[Exercise task] Copy the lines below verbatim, beginning with the line that includes "Where can you spot the ocean" and continuing to the end; leave out everything before it.

[Extracted data]
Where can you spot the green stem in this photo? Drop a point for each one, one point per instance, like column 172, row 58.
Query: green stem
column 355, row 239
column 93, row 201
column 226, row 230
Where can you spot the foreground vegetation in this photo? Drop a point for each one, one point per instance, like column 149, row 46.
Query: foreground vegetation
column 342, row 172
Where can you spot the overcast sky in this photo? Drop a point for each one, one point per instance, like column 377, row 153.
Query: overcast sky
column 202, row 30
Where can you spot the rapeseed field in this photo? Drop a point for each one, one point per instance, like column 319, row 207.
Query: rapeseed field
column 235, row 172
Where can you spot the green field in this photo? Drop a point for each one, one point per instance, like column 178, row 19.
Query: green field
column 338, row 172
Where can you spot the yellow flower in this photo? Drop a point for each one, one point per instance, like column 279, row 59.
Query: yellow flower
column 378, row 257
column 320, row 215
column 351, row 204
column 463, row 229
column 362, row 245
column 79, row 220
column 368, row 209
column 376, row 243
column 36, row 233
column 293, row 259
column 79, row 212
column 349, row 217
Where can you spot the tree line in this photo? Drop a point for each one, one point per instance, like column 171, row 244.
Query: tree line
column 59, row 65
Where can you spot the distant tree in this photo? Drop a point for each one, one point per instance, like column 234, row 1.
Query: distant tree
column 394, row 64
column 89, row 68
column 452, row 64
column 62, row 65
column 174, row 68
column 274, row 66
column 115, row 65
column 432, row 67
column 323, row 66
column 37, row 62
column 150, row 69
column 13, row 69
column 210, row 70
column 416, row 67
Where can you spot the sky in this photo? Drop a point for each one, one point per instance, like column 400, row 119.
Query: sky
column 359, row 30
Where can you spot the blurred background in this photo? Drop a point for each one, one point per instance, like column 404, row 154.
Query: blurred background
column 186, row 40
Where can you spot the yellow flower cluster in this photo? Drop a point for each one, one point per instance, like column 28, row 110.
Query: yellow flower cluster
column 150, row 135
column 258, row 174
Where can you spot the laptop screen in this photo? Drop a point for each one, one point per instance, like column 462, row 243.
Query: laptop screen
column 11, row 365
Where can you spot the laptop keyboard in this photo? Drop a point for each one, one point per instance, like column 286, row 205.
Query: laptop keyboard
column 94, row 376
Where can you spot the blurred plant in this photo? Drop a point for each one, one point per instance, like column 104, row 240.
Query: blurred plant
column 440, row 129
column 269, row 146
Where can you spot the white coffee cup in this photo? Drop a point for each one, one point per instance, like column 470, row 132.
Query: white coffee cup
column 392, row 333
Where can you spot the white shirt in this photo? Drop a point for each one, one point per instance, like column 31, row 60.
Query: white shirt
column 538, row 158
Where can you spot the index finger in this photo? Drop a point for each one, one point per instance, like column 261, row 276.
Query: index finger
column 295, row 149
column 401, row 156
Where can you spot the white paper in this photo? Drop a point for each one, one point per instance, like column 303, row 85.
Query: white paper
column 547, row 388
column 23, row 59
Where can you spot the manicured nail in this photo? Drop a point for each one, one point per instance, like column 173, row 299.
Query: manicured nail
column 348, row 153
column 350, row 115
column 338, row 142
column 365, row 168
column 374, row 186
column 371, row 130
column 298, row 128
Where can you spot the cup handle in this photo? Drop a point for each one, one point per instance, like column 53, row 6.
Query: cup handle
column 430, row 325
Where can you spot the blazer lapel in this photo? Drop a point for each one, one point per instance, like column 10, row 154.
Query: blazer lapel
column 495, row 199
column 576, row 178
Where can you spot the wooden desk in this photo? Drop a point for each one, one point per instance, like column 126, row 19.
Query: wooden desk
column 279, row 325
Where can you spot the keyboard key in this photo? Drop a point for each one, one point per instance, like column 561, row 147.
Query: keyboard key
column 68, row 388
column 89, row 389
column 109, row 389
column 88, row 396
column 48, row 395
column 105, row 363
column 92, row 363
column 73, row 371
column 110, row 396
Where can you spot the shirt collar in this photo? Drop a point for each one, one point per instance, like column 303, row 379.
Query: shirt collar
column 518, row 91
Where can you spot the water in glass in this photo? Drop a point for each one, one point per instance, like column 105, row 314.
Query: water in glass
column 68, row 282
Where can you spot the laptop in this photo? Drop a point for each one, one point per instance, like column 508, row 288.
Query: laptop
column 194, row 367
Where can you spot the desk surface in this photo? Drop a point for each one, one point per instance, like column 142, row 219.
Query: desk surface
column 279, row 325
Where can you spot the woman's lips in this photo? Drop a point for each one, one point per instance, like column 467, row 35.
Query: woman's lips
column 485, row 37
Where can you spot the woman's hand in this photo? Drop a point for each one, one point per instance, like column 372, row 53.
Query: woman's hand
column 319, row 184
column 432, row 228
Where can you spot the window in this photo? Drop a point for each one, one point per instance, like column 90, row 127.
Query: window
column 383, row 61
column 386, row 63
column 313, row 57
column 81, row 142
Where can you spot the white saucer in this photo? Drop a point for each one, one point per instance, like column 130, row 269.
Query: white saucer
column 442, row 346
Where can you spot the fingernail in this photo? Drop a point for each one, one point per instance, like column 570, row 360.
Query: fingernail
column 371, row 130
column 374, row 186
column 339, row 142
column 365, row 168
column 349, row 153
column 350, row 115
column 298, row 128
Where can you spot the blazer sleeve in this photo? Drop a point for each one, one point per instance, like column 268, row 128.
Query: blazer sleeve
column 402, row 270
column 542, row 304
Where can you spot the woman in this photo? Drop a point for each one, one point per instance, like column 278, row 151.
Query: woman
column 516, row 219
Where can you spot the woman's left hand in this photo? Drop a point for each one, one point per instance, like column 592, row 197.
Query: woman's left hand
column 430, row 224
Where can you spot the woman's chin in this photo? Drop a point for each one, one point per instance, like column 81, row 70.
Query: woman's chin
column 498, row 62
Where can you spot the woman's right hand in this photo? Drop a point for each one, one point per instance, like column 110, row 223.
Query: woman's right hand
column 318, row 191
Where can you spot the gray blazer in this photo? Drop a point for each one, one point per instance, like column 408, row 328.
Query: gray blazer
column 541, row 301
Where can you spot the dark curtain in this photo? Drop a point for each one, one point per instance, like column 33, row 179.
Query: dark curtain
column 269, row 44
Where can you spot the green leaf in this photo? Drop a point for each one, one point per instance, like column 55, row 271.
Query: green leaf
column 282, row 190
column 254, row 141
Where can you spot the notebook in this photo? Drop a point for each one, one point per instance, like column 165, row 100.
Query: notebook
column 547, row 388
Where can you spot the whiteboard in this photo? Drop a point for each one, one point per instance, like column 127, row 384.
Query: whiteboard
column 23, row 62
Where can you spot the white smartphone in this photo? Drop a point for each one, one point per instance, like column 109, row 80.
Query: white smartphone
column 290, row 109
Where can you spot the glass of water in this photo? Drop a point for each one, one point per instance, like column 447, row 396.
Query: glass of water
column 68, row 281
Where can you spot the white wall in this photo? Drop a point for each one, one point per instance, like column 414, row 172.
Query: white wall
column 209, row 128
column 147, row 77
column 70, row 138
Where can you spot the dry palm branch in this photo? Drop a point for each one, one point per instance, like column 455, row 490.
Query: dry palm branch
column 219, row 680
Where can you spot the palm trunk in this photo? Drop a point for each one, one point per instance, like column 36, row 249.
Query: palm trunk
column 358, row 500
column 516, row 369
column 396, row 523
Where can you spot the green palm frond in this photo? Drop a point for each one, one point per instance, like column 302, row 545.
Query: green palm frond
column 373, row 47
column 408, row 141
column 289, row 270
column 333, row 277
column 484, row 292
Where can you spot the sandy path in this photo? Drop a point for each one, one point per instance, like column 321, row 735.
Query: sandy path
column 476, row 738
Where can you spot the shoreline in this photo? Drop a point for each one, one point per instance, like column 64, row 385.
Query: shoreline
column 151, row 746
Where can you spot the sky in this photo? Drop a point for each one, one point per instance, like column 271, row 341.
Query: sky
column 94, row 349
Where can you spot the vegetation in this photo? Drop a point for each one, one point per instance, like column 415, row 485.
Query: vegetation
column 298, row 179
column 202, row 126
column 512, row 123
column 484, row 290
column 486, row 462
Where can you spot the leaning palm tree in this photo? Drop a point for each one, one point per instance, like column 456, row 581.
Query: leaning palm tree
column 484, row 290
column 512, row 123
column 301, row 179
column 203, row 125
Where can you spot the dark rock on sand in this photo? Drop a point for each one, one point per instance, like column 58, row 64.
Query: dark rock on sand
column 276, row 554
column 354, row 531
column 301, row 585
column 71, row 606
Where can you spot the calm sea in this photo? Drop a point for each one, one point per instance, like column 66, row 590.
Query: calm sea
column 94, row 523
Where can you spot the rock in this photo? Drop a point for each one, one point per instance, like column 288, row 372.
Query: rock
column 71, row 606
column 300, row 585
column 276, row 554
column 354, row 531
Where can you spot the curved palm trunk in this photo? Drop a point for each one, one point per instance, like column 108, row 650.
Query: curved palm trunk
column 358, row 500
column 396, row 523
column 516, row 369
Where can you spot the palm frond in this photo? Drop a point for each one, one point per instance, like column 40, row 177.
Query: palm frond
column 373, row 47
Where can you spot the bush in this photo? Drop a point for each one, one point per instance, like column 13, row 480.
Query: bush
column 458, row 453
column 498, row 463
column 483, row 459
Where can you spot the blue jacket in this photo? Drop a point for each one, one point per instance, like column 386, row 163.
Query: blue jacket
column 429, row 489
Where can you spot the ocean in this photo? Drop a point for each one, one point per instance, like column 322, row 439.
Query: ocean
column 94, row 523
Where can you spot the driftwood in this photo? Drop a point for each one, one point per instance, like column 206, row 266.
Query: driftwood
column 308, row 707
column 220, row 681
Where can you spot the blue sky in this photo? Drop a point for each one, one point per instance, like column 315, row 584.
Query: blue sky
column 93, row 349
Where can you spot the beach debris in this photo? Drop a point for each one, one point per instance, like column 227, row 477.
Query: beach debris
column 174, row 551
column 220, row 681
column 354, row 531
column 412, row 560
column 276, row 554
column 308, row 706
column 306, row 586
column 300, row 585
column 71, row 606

[Exercise response]
Where can you spot the ocean in this photo? Drop a point for each one, one point per instance, like column 322, row 439.
Query: ocean
column 94, row 523
Where can you spot the driftwood in this photo? Drop a point for each one, one point per instance, like column 206, row 266.
Query: driftwood
column 308, row 707
column 220, row 681
Where can you spot the blue sky in this photo? Drop a point for each one, one point per instance, like column 315, row 584.
Query: blue sky
column 93, row 349
Where can you spot the beach debris in this photo? Drop a point for each one, one point per instance, like column 227, row 477.
Query: beach debris
column 174, row 551
column 220, row 681
column 354, row 531
column 412, row 560
column 276, row 554
column 308, row 706
column 306, row 586
column 300, row 585
column 71, row 606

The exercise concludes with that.